**Text to read**
+-------+
This study is structured as follows. First, the configuration is introduced and the numerical setup is detailed. Secondly, the methodology to carry out the integrated simulation is explained and a special focus is made on mesh generation and High-Performance Computing (HPC). Thirdly, the initialisation and convergence of the 360 degrees domain is presented. Then, the flow topology of the transonic compressor is introduced. Finally, main conclusions are listed. Results are analysed in detail and compared against stand-alone LES predictions of each component in the companion paper (Pérez Arroyo et al., 2021).

Configuration and numerical setup

Configuration

As mentioned above, the configuration numerically studied corresponds to the DGEN-380 demonstrator and includes the full 360 azimuthal degrees of the fan stage, the compressor and the combustion chamber as a first attempt to simulate the full engine. Results are compared against stand-alone simulations of each component that are performed on a CFD-friendly azimuthal sector of 360/14 degrees for the fan and OGVs, 360/11 degrees for the compressor and 360/13 degrees the combustion chamber. This required the modification of the number of OGVs for the fan from 40 to 42 (Odier et al., 2018), and the number of radial and axial diffuser for the compressor from 19 to 22 and 57 to 55, respectively. The modification of the number of diffuser vanes is performed by increasing the height of the channel while keeping constant the total cross-sectional area to keep an equal mass-flow rate. Nevertheless, due to the small reduction of blade count, no modification of the angle of the radial vanes leading-edge is expected. RANS simulations for the real and modified geometry were performed for the compressor to verify that the operating point was not altered by the geometry simplification. The geometry of the 360 degrees simulation has been simplified according to these modifications in order to have a fair comparison with the stand-alone simulations. Likewise, other non-azimuthally periodic characteristics such as supporting struts or an added ignition fuel injector are not considered for the simulations. The fan stage contains a cylindrical inlet, 14 blades, 42 OGV and the bifurcation into the primary and secondary flows. The radial compressor is composed of 11 main blades and 11 splitter blades, as well as a radial and an axial diffusers composed of 22 and 55 vanes, respectively. The annular combustion chamber contains a contouring casing, the flame-tube and a straight outlet. The liners of the flame-tube include effusion-cooling, primary and dilution holes as well as a double contra-rotating swirler for each azimuthal sector.
+-------+
**Information provided**
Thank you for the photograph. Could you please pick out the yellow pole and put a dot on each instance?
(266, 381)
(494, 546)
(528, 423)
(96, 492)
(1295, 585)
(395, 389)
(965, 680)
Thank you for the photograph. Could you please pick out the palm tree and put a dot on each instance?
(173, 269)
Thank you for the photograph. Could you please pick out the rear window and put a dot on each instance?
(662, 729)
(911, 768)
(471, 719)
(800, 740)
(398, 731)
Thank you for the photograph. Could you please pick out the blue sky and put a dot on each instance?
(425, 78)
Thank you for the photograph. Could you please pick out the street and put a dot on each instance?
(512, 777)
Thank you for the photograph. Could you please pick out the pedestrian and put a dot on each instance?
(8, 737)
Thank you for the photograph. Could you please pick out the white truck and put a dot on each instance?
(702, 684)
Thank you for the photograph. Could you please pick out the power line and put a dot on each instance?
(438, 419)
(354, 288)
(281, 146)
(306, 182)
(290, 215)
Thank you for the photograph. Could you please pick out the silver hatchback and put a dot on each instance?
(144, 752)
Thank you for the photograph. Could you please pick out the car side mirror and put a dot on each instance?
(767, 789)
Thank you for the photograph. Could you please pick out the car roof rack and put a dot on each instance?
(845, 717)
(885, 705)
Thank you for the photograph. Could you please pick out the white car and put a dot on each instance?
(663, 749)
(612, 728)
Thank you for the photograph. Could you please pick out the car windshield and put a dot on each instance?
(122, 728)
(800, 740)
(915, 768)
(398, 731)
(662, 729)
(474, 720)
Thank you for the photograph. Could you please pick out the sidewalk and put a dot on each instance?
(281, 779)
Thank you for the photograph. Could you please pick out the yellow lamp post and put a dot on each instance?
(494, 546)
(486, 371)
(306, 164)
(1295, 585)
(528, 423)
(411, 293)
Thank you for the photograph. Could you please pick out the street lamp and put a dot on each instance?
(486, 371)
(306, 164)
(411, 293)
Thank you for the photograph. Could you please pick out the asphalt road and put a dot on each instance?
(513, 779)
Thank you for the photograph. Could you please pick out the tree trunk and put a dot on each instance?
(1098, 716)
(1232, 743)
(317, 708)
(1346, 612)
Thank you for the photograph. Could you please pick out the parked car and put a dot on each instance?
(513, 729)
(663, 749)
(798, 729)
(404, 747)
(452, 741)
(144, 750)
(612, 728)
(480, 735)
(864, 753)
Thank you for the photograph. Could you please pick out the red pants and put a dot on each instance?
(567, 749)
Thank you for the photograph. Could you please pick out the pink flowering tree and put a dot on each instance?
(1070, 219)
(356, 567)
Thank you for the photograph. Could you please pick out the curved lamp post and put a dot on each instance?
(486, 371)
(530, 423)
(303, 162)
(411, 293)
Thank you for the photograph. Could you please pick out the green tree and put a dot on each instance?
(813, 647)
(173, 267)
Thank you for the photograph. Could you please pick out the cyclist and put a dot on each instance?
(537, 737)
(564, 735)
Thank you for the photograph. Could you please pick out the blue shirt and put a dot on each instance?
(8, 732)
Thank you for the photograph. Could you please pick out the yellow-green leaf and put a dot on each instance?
+-------+
**To be done**
1) Using the engine-simulation text, answer each question below.
(a) To what number was the count of fan OGVs changed for the stand-alone simulations?
(b) How many main blades make up the radial compressor?
(c) What azimuthal sector was used for the stand-alone simulation of the compressor?
2) Show every line in the entries that contains the string "lamp".

**Answers to the problems**
1)
(a) 42 (changed from 40)
(b) 11 main blades
(c) 360/11 degrees

2)
Thank you for the photograph. Could you please pick out the yellow lamp post and put a dot on each instance?
Thank you for the photograph. Could you please pick out the street lamp and put a dot on each instance?
Thank you for the photograph. Could you please pick out the curved lamp post and put a dot on each instance?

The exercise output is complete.